Directions »
Turn every line of the data below into a numbered list, dropping any blank lines.

Items »
----

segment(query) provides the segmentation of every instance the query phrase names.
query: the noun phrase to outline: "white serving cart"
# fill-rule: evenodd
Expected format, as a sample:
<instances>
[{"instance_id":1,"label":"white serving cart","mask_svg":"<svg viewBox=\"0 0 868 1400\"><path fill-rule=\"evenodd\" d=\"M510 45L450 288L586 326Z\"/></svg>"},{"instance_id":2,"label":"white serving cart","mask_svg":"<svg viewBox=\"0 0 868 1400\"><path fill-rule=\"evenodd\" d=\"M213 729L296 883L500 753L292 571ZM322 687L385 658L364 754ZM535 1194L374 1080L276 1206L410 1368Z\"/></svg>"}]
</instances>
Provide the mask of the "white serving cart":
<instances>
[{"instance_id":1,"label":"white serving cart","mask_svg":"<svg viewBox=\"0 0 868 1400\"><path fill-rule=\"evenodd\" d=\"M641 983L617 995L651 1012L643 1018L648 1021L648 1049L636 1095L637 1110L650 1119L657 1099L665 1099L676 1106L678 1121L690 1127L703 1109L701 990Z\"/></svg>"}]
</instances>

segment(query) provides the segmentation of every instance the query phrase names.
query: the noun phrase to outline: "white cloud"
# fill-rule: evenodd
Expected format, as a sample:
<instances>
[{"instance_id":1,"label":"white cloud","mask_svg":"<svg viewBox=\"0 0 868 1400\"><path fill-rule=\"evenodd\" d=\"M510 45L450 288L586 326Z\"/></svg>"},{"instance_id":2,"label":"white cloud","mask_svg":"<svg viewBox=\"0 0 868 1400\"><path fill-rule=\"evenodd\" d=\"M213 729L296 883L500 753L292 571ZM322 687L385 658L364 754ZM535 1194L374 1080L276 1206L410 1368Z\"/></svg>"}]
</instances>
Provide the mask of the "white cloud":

----

Written response »
1. segment(query) provides the segmentation of every instance the query phrase names.
2. query: the noun phrase to outline: "white serving cart"
3. # fill-rule: evenodd
4. Expected format, as a sample:
5. <instances>
6. [{"instance_id":1,"label":"white serving cart","mask_svg":"<svg viewBox=\"0 0 868 1400\"><path fill-rule=\"evenodd\" d=\"M510 45L450 288L586 326Z\"/></svg>"},{"instance_id":2,"label":"white serving cart","mask_svg":"<svg viewBox=\"0 0 868 1400\"><path fill-rule=\"evenodd\" d=\"M213 729L296 883L500 753L292 571ZM322 687L385 658L364 754ZM535 1194L374 1080L276 1206L410 1368Z\"/></svg>"}]
7. </instances>
8. Provide the mask of the "white serving cart":
9. <instances>
10. [{"instance_id":1,"label":"white serving cart","mask_svg":"<svg viewBox=\"0 0 868 1400\"><path fill-rule=\"evenodd\" d=\"M641 983L617 995L651 1012L643 1018L648 1021L648 1049L636 1095L637 1110L650 1119L657 1099L665 1099L676 1106L678 1121L690 1127L703 1109L701 990Z\"/></svg>"}]
11. </instances>
12. segment(query) provides the segmentation of every instance the query phrase names.
13. query: the noun phrase to outline: "white cloud"
14. # fill-rule: evenodd
15. Expected format, as a sample:
16. <instances>
17. [{"instance_id":1,"label":"white cloud","mask_svg":"<svg viewBox=\"0 0 868 1400\"><path fill-rule=\"evenodd\" d=\"M510 45L450 288L586 326Z\"/></svg>"},{"instance_id":2,"label":"white cloud","mask_svg":"<svg viewBox=\"0 0 868 1400\"><path fill-rule=\"evenodd\" d=\"M213 729L296 883L500 753L292 571ZM322 687L385 658L364 754ZM535 1194L374 1080L276 1206L410 1368Z\"/></svg>"}]
18. </instances>
19. Provide the mask of the "white cloud":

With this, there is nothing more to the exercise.